I'll do some side by sides to see if I can notice a difference. I've been doing up to 3 days in advance with things like whole chickens, pork butts, etc...never tasted too salty, but then again, I like the super super salty fond at the bottom of the pan, so I may have saltier tastes.


----------



## jbl (Oct 29, 2013)

I pretty much lightly salt most of the white fish we get in at work. Just firms it up.


----------



## jgraeff (Oct 29, 2013)

It depends on the method of cooking as well, with searing or satue I like to season things like scallops and fish right before so it doesn't draw out much water.

With beef as soon as I take it out of the fridge until it comes to room temp then cook

With pork I like to brine

Chicken can be brined or let sit for a while.


----------



## Bill13 (Oct 30, 2013)

▶ **Objectives**:
1 – Using the thread on salting, decide whether each statement agrees with it. Answer yes or no for each, and quote the words that decide it. (a) jbl lightly salts most of the white fish that comes in at work. (b) jgraeff seasons scallops well ahead of searing them. (c) jgraeff brines pork.
2 – Continue the thread on salting from its last line, writing the post that follows the Bill13 header.
The listing comes from a separate source and has no connection to the thread on salting.

▶ **Data lines**:

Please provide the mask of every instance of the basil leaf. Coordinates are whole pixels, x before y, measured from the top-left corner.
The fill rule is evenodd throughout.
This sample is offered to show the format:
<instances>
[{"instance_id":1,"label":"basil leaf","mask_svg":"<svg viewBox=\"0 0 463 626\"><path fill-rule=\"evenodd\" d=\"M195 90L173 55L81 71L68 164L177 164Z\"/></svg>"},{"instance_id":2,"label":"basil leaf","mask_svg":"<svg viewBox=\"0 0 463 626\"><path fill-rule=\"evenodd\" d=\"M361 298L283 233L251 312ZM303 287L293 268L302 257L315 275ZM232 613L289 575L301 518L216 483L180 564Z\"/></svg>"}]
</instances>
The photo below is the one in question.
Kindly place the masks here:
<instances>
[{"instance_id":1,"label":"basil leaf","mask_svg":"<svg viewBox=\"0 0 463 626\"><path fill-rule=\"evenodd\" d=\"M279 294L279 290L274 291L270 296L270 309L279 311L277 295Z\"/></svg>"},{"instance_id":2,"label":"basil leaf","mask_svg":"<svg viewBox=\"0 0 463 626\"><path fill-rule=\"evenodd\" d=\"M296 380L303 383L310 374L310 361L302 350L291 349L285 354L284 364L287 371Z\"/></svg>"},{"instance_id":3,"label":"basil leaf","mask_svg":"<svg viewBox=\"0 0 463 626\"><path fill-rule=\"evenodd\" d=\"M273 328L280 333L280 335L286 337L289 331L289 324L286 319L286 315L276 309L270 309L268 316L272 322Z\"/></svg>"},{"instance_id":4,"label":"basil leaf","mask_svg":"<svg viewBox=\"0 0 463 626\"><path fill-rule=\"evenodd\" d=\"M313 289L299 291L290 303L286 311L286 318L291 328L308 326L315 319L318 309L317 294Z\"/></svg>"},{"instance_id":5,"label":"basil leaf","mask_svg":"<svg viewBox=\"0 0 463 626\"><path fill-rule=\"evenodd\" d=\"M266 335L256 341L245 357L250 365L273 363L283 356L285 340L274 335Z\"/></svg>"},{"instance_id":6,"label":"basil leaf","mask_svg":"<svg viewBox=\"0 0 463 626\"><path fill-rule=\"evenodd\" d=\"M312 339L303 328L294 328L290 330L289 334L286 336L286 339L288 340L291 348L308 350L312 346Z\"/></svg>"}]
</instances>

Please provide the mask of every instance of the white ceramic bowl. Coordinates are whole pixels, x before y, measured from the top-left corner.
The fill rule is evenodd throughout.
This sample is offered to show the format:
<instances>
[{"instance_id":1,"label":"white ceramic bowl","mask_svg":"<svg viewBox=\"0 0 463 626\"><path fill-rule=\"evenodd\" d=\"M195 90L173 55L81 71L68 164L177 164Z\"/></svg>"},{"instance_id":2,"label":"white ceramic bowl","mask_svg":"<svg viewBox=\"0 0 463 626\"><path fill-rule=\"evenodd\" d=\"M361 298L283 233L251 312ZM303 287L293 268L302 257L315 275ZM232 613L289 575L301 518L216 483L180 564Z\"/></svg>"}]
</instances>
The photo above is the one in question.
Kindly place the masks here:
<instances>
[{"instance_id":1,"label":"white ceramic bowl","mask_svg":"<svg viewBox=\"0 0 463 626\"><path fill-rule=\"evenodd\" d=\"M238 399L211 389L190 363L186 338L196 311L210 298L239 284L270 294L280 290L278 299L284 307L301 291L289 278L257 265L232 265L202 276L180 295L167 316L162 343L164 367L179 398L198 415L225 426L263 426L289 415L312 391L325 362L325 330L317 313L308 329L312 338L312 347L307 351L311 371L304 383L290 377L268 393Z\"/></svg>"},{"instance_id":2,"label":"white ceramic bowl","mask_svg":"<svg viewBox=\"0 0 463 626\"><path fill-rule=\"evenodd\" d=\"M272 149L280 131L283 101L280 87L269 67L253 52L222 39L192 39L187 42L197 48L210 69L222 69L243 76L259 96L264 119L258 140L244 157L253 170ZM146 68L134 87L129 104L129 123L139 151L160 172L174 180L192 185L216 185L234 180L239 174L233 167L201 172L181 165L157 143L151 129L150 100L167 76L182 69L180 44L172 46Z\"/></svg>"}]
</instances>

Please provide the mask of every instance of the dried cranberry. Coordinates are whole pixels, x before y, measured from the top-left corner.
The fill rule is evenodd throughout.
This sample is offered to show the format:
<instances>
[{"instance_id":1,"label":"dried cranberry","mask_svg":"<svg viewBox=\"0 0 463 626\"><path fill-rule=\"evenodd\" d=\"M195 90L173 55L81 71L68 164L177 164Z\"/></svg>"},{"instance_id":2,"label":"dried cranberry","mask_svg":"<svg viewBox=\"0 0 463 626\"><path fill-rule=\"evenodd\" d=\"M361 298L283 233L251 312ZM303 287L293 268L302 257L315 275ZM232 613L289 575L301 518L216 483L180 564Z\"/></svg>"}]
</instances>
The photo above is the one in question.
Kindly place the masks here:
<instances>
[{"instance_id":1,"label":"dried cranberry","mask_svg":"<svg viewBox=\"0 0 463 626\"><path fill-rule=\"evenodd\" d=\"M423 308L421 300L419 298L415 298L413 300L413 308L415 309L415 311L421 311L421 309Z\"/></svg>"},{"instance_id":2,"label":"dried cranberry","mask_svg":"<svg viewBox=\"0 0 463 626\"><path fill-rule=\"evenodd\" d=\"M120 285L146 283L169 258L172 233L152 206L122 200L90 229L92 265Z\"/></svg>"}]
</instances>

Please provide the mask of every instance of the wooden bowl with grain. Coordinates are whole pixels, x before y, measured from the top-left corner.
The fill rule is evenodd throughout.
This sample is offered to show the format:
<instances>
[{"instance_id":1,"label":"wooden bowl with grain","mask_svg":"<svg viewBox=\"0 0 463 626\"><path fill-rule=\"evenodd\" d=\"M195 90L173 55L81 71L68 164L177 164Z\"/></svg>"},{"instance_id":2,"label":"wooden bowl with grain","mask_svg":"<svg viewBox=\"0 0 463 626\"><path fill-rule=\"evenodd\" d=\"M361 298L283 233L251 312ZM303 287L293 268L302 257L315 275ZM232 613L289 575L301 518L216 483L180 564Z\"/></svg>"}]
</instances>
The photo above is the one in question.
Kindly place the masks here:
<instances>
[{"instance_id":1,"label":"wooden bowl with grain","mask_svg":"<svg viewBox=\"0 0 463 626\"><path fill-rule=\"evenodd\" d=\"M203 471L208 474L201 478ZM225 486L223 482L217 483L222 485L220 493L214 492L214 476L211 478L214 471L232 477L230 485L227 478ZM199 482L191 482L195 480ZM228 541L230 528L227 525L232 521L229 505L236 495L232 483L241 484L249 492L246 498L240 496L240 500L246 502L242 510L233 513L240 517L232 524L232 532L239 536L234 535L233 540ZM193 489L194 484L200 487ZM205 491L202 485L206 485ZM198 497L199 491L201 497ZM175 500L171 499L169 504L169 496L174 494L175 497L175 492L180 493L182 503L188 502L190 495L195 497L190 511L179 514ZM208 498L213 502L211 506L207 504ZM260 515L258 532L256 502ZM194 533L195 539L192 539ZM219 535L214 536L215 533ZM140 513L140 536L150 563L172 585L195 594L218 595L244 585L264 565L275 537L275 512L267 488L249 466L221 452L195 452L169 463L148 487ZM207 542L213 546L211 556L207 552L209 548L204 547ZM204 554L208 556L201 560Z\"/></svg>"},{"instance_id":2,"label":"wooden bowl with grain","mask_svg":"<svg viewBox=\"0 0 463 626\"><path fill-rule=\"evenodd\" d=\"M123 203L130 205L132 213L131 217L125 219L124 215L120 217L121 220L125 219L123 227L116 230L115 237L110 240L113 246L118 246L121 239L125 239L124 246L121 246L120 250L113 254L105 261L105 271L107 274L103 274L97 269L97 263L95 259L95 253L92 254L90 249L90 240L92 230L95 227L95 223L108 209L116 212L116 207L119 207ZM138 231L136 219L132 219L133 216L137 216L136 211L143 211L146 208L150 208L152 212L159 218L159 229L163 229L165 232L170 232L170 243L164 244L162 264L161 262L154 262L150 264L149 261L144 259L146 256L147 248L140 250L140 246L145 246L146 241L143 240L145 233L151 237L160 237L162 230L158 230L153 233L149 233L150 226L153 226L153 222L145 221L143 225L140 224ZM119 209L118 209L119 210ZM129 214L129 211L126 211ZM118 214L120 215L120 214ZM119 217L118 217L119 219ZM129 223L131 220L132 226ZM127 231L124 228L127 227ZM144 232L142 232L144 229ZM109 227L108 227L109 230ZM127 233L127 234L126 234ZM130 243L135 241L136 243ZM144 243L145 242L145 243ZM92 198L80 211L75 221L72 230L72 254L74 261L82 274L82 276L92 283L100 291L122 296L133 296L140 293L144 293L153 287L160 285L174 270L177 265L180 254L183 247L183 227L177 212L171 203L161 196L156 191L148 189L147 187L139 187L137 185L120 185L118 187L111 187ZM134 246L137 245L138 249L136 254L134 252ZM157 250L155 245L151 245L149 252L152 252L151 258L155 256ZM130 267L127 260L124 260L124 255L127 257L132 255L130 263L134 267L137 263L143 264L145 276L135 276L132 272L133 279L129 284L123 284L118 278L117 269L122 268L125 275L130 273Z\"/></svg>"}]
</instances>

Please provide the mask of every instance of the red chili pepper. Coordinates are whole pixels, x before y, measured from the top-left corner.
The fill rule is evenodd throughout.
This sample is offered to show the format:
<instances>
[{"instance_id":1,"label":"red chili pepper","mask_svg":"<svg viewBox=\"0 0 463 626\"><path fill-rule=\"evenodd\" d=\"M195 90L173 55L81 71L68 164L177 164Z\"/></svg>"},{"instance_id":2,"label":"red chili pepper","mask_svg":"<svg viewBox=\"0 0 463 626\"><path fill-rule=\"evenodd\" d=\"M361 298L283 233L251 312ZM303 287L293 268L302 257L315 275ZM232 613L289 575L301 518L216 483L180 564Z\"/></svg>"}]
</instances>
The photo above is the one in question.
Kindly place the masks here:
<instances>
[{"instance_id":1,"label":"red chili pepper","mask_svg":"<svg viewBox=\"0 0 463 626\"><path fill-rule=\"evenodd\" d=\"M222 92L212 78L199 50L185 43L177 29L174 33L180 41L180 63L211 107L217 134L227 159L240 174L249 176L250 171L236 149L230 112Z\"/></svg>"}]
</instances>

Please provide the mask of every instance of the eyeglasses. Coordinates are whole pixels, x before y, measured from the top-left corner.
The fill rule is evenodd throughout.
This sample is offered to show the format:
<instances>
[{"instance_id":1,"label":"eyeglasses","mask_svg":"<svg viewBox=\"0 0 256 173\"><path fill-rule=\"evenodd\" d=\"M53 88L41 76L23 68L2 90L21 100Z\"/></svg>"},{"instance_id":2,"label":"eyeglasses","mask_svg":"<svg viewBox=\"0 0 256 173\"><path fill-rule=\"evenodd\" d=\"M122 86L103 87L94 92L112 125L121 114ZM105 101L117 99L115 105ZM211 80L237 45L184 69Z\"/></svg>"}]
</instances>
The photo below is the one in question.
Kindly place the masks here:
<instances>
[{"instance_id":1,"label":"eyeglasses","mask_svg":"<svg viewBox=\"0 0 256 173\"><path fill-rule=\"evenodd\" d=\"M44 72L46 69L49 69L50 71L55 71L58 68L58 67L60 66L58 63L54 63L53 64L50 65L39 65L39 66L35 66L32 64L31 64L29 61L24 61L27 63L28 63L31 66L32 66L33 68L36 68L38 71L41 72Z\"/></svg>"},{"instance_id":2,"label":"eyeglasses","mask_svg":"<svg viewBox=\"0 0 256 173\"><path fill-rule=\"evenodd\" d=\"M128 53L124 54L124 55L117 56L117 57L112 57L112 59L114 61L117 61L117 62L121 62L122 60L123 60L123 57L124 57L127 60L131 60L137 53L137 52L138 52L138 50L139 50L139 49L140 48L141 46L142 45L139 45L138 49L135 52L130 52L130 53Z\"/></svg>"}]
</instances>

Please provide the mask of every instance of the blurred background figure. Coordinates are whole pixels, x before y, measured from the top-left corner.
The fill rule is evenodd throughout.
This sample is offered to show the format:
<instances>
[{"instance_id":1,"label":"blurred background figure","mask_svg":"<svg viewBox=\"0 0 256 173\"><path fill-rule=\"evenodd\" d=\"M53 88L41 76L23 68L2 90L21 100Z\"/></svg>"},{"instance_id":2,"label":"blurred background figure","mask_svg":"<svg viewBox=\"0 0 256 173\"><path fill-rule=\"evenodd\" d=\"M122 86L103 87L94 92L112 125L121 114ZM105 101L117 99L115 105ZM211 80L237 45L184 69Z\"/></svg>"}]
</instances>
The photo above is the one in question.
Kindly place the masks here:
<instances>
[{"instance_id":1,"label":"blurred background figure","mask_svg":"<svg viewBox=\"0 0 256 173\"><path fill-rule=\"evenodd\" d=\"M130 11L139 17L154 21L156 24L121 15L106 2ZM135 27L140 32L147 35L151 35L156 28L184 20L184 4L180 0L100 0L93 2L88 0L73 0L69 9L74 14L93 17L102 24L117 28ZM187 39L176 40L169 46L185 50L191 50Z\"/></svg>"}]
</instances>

▶ **Set of answers**:
1 –
(a) Yes: "I pretty much lightly salt most of the white fish we get in at work."
(b) No: "with searing or satue I like to season things like scallops and fish right before so it doesn't draw out much water."
(c) Yes: "With pork I like to brine"

2 –
heirkb said:


> Check out the salting steak tips here: http://www.seriouseats.com/2011/03/the-food-lab-more-tips-for-perfect-steaks.html
> 
> I tend to salt a lot of tough or large cuts way ahead. The few kitchens I've been in have done it that way and based on what I've read as well, it makes sense. I guess I should try it with more tender stuff like chicken breast or steaks, too. Check out this kinda famous roast chicken recipe: http://smittenkitchen.com/blog/2008/12/zuni-cafe-roast-chicken-bread-salad/
> I really should do a side-by-side, but these have been the best roast chickens I've made up to this point. It may be the two to three days of drying the skin, though, so I can't be sure.



Another great website that I didn't know about!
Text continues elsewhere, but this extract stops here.